## START SUPPLIED MATERIAL

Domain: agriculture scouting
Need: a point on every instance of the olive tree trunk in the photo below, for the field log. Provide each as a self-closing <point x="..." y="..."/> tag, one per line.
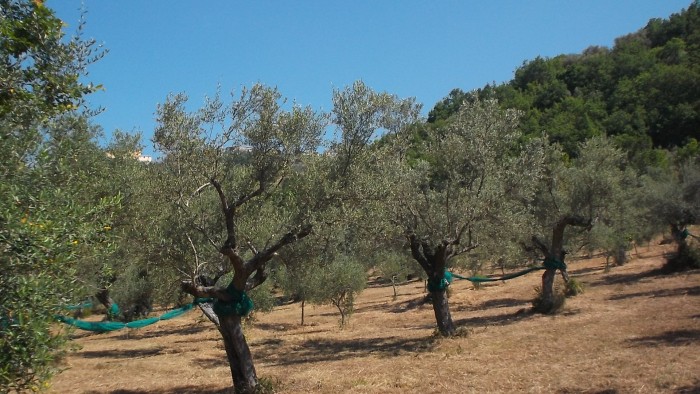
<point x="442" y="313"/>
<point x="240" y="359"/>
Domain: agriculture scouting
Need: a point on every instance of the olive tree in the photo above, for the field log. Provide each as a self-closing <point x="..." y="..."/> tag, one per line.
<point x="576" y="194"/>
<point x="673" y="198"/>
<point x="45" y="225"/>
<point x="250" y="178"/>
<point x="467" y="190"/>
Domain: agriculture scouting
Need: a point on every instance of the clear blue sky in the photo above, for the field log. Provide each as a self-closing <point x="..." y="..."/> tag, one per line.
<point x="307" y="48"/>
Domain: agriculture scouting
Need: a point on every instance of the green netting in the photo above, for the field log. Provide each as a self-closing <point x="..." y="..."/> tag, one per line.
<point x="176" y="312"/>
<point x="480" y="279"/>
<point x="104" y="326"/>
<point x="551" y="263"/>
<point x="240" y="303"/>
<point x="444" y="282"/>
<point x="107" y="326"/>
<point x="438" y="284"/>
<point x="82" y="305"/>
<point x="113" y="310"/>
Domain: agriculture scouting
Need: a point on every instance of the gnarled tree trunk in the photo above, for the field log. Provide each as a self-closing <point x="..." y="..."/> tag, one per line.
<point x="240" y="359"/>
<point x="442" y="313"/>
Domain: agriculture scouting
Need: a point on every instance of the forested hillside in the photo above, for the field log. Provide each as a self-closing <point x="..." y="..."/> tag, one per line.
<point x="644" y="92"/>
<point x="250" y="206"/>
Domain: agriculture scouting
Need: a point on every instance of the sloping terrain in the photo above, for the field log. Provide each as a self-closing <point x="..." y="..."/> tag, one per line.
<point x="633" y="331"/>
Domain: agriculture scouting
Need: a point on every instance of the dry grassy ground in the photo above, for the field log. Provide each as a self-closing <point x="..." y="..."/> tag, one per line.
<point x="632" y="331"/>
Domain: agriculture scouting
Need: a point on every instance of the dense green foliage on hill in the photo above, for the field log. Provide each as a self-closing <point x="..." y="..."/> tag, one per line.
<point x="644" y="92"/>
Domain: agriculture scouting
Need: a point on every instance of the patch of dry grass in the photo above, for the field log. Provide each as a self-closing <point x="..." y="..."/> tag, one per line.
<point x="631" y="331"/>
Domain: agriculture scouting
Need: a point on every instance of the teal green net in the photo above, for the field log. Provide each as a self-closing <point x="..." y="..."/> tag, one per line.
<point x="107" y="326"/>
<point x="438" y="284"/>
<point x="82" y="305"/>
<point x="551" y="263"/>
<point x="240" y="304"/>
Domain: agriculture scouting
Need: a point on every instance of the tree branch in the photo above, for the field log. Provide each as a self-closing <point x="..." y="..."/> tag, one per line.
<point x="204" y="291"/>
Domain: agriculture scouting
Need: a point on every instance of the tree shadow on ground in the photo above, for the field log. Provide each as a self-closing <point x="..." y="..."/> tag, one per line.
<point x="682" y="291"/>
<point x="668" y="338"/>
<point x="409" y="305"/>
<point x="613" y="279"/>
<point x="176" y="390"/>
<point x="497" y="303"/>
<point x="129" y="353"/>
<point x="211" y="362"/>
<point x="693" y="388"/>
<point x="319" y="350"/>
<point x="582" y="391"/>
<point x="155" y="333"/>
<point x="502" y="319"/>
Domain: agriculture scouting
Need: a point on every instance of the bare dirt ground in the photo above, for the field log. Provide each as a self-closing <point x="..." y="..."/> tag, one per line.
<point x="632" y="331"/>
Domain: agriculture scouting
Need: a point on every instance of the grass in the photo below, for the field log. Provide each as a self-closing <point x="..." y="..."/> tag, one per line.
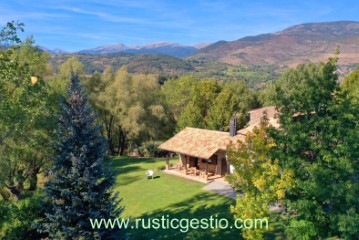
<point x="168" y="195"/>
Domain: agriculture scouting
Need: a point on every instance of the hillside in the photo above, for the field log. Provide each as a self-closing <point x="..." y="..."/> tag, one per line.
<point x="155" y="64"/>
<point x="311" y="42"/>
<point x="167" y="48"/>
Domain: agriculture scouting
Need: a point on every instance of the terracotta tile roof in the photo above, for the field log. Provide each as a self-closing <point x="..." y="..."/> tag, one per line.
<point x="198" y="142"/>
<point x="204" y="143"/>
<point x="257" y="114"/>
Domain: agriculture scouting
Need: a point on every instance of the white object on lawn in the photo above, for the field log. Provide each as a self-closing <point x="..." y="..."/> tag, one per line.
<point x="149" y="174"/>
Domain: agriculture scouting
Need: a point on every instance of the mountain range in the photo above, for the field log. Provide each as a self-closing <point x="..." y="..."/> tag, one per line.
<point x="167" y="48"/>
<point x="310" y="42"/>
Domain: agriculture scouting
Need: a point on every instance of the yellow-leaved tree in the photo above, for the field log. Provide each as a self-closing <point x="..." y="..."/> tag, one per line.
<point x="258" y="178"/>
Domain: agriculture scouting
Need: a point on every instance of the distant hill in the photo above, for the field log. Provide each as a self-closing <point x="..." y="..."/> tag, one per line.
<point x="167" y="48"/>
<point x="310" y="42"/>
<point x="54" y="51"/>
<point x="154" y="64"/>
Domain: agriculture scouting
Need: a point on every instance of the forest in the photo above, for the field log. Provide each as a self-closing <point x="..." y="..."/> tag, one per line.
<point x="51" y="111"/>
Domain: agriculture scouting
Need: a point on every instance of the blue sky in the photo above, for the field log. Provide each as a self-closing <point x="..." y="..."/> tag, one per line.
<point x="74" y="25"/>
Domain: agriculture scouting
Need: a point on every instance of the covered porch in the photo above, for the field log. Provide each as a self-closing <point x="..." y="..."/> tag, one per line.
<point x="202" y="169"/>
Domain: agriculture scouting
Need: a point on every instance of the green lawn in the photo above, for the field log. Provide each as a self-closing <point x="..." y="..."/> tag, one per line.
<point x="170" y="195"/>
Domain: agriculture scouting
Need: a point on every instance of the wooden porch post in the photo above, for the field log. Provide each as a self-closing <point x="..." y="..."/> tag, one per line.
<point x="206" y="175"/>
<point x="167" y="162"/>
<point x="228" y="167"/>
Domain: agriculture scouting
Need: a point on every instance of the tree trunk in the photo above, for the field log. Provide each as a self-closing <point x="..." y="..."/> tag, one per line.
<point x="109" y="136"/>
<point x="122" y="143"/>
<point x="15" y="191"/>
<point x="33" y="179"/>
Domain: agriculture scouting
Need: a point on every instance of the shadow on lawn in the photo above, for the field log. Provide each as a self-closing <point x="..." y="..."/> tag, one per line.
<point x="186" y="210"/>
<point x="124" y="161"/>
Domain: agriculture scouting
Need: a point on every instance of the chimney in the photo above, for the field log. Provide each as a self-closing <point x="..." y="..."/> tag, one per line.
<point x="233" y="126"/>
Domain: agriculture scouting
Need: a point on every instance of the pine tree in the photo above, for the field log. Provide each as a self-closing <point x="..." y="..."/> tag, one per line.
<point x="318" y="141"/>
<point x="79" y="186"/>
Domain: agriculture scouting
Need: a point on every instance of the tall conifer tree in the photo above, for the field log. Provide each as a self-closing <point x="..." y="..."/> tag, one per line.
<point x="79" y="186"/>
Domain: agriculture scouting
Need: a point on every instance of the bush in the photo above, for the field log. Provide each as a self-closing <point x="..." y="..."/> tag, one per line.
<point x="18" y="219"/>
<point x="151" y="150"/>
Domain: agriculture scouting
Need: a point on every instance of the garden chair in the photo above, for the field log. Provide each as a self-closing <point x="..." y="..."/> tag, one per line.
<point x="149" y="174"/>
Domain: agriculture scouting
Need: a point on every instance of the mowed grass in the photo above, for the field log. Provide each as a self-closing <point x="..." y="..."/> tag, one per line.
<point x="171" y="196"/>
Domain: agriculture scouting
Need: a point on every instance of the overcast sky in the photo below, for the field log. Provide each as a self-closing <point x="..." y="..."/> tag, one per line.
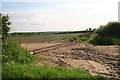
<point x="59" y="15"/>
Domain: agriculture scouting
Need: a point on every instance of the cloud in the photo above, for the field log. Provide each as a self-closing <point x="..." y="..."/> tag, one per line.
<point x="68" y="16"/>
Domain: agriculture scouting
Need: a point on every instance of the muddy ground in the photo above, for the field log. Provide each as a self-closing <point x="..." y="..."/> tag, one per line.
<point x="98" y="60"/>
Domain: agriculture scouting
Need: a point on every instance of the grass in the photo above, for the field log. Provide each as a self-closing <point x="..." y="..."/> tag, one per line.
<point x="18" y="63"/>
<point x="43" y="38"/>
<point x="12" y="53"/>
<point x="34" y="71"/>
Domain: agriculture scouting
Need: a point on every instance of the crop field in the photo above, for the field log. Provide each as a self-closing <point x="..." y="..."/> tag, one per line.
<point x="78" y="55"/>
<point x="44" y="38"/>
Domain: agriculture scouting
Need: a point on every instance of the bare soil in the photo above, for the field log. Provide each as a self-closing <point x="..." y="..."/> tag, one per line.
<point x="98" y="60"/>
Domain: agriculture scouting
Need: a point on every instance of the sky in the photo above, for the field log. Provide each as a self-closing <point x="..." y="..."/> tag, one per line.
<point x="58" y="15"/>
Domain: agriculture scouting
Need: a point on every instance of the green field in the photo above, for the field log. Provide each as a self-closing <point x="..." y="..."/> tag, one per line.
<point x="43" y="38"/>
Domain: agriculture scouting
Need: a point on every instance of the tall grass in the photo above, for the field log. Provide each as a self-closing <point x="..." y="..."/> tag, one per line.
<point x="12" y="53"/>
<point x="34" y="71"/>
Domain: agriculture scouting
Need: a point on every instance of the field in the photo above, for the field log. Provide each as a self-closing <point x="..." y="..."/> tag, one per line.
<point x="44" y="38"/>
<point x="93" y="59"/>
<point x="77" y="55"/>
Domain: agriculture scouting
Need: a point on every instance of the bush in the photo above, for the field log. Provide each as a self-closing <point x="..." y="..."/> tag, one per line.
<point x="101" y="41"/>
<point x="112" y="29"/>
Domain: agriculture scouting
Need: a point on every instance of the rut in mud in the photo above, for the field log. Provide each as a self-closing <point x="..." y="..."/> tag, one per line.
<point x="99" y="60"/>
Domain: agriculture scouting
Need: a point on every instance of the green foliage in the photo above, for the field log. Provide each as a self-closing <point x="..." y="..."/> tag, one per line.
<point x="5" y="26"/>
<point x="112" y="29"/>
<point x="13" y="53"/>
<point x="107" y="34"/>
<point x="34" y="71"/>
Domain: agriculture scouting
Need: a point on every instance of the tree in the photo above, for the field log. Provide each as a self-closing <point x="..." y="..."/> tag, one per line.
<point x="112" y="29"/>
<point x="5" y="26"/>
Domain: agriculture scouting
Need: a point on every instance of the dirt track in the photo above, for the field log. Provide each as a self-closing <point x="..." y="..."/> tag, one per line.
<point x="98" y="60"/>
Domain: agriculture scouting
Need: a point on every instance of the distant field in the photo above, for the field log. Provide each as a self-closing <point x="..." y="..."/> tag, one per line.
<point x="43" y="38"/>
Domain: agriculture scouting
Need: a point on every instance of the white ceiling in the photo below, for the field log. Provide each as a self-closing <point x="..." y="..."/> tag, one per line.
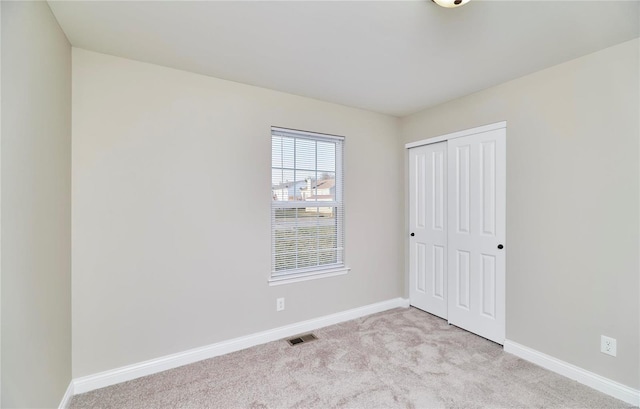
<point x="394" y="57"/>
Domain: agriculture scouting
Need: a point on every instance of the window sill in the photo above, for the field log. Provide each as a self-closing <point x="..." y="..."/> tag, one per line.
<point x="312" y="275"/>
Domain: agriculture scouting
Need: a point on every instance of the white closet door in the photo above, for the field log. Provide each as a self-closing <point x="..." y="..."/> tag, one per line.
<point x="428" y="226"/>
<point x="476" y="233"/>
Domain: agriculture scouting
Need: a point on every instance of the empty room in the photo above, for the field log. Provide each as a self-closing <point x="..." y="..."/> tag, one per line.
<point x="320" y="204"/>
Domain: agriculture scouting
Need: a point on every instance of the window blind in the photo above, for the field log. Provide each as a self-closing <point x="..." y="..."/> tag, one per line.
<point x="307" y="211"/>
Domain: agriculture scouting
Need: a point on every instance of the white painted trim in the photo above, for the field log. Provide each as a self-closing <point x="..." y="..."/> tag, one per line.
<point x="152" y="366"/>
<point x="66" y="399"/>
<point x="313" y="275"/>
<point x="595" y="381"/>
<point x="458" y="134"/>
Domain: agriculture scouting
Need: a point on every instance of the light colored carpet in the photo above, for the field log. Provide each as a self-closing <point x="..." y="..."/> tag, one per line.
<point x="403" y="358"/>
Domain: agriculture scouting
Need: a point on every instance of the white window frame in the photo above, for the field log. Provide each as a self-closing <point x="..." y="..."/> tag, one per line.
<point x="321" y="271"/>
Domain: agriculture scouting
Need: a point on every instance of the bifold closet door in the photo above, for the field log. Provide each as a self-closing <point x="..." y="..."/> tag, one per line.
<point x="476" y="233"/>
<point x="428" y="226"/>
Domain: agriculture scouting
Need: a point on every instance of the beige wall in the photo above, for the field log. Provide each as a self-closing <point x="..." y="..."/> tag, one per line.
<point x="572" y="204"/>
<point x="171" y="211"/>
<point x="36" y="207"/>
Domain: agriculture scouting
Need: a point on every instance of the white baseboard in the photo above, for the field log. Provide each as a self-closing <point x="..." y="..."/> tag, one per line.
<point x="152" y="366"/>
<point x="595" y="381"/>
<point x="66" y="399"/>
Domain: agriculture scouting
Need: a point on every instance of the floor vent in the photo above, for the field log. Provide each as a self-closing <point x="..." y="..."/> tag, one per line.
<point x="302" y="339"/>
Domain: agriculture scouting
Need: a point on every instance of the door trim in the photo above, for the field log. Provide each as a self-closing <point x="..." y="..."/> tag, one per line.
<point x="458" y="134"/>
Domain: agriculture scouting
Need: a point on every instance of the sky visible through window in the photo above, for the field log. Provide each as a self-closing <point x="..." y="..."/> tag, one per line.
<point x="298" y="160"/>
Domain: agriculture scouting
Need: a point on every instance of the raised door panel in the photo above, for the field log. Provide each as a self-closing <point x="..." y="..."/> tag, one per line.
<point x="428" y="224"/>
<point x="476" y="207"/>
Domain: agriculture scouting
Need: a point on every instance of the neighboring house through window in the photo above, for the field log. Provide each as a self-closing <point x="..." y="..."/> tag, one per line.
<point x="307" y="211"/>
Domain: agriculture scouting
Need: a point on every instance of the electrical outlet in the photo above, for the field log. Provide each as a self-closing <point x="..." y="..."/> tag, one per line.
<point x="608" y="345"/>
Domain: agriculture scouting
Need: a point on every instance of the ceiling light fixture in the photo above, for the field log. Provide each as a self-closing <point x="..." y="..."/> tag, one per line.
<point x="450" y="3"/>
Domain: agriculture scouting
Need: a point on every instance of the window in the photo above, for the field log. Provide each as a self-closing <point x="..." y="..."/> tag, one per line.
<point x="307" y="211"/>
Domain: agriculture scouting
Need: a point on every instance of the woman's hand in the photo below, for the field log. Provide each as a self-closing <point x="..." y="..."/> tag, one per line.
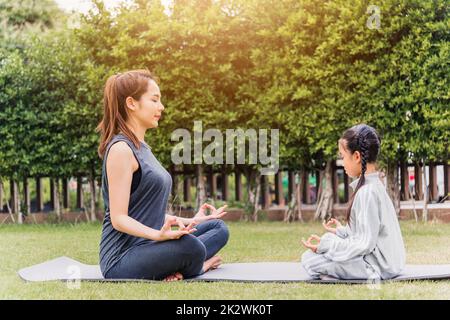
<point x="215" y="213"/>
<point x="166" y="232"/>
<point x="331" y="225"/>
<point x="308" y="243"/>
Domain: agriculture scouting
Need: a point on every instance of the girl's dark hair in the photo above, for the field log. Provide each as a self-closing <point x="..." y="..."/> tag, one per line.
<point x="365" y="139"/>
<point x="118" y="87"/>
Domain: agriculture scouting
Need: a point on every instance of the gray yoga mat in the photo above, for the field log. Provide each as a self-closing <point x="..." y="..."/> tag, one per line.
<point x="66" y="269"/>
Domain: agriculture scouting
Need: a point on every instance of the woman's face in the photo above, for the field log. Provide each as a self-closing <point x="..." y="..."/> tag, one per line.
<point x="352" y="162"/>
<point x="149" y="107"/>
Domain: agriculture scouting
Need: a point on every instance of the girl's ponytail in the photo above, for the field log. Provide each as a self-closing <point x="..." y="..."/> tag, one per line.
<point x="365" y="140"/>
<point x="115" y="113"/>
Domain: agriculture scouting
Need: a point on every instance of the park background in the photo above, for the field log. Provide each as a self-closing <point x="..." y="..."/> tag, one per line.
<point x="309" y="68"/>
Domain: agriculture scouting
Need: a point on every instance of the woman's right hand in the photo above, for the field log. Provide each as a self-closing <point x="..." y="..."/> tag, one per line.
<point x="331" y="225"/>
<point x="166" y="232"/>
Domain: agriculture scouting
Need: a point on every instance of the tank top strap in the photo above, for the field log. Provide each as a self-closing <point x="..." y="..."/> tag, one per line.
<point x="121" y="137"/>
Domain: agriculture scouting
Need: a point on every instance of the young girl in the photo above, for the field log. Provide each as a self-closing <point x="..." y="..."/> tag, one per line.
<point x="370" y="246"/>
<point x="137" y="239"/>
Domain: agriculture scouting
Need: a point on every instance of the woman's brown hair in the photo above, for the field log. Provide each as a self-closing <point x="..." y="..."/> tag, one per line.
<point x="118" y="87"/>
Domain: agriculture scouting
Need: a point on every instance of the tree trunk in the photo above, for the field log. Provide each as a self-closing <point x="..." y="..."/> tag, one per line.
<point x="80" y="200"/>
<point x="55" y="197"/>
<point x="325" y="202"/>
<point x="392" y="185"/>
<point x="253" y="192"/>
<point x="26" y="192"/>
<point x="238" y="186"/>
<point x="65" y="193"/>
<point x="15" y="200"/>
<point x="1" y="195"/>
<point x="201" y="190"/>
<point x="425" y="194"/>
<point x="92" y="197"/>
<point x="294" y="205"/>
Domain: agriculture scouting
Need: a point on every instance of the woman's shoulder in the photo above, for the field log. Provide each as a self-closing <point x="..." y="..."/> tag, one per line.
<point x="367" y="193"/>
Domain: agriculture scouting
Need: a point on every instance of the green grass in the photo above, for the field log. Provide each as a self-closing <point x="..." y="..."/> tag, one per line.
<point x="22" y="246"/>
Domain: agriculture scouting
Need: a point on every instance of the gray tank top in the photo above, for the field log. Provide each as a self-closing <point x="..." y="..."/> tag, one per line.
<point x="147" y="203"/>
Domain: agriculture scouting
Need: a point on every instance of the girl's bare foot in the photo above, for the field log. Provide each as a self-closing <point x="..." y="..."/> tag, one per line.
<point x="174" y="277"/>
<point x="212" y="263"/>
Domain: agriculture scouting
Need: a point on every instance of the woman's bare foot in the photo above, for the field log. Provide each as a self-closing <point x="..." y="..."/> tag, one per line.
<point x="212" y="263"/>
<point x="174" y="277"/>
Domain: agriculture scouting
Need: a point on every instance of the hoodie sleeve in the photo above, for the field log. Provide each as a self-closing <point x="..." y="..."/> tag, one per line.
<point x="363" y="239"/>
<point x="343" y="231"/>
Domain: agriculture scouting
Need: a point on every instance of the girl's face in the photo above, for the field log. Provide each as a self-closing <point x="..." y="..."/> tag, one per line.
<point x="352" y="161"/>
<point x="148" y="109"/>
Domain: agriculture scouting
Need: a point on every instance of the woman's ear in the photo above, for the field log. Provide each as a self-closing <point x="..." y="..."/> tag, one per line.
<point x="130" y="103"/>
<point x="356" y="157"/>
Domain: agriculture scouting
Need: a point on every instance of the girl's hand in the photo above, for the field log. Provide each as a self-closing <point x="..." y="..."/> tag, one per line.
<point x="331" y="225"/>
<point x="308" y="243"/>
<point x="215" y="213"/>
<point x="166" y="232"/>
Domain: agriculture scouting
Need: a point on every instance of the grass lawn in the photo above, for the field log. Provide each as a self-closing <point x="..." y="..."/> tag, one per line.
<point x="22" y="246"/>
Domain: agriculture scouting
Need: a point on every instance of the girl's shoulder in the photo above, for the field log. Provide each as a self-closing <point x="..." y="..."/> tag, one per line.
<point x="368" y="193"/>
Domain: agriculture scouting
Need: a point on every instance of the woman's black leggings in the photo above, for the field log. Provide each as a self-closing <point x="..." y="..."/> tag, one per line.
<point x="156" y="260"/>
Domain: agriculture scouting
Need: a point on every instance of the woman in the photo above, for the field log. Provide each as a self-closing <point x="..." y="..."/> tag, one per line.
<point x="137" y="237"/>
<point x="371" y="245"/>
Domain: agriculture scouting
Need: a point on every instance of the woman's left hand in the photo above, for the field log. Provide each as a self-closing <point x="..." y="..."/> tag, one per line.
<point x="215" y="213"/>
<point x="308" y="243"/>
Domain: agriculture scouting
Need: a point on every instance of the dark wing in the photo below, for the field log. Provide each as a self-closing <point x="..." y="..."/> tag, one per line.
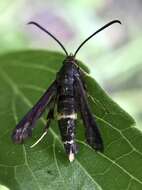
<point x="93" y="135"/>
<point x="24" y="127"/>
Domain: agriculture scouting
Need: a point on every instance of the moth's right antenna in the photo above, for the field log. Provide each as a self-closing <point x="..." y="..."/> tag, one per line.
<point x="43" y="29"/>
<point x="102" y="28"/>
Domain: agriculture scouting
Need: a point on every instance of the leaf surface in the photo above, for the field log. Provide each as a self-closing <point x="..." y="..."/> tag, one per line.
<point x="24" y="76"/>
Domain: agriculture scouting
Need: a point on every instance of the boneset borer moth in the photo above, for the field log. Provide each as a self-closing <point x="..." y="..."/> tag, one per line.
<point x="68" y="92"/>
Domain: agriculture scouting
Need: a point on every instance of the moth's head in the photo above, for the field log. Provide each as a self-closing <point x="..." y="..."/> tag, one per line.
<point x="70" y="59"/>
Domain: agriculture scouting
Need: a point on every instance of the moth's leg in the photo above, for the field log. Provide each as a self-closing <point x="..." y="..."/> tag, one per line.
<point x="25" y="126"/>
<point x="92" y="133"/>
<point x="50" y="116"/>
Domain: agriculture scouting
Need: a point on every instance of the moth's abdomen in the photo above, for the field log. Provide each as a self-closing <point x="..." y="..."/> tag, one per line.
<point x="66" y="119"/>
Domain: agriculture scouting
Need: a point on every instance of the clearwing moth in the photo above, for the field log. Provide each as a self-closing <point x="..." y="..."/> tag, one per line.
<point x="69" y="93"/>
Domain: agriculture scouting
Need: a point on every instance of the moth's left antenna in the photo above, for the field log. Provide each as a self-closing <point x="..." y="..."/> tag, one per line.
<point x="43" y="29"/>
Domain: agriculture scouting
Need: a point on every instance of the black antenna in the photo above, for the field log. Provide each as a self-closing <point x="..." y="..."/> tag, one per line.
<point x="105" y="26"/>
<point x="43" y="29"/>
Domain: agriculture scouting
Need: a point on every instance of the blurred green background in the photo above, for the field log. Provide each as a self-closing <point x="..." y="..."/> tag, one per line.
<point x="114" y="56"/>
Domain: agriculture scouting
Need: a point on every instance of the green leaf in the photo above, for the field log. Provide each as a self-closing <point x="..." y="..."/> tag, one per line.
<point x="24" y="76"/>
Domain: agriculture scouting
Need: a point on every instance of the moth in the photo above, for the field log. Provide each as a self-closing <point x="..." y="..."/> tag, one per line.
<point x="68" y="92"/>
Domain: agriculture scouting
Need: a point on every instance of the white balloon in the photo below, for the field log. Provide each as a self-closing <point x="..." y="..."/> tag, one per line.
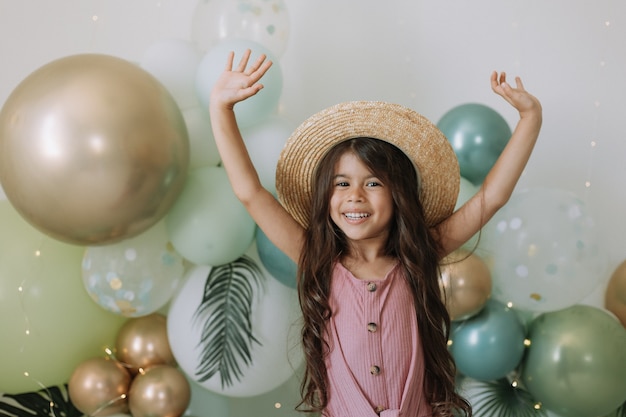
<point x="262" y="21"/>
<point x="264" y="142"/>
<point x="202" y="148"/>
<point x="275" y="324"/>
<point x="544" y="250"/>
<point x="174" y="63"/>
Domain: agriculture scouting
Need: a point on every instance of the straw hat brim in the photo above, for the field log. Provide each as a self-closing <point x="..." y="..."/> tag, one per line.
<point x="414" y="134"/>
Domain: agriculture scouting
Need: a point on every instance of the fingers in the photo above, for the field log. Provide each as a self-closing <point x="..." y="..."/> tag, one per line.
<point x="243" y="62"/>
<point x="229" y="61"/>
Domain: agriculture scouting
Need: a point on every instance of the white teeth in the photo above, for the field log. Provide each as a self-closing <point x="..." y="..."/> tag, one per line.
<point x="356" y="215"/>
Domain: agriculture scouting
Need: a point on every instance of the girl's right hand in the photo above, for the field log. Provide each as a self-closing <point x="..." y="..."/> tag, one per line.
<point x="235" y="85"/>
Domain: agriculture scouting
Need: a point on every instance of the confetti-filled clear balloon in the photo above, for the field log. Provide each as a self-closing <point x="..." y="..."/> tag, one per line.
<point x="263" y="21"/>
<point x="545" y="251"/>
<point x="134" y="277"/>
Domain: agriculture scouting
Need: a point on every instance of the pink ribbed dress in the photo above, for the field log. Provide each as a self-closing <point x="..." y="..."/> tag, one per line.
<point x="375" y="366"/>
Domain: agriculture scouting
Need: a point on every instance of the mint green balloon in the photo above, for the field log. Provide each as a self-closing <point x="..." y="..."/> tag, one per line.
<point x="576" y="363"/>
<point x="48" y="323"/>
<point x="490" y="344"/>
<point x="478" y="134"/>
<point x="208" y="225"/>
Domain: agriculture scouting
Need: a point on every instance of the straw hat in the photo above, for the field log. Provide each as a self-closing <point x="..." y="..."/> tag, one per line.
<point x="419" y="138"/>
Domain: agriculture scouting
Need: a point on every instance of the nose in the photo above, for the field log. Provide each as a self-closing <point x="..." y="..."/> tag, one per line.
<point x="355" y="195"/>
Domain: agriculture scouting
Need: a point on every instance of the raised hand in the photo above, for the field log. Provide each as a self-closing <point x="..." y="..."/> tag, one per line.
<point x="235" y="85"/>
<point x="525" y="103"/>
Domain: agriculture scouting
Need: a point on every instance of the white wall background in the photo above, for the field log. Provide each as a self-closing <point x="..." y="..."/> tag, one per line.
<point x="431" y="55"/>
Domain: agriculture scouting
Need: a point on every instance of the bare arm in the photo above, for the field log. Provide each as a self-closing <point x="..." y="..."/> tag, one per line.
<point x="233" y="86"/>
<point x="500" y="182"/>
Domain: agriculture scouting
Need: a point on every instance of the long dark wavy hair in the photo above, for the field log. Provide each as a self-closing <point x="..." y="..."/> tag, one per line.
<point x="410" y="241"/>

## END SUPPLIED MATERIAL

SHORT TASK -
List each line of the material above that contains the string "room". Case counts.

TASK OUTPUT -
Need: a point on every instance of the empty room in the photo above, for the field log. Provide each as a self-closing <point x="..." y="..."/> tag, one per line.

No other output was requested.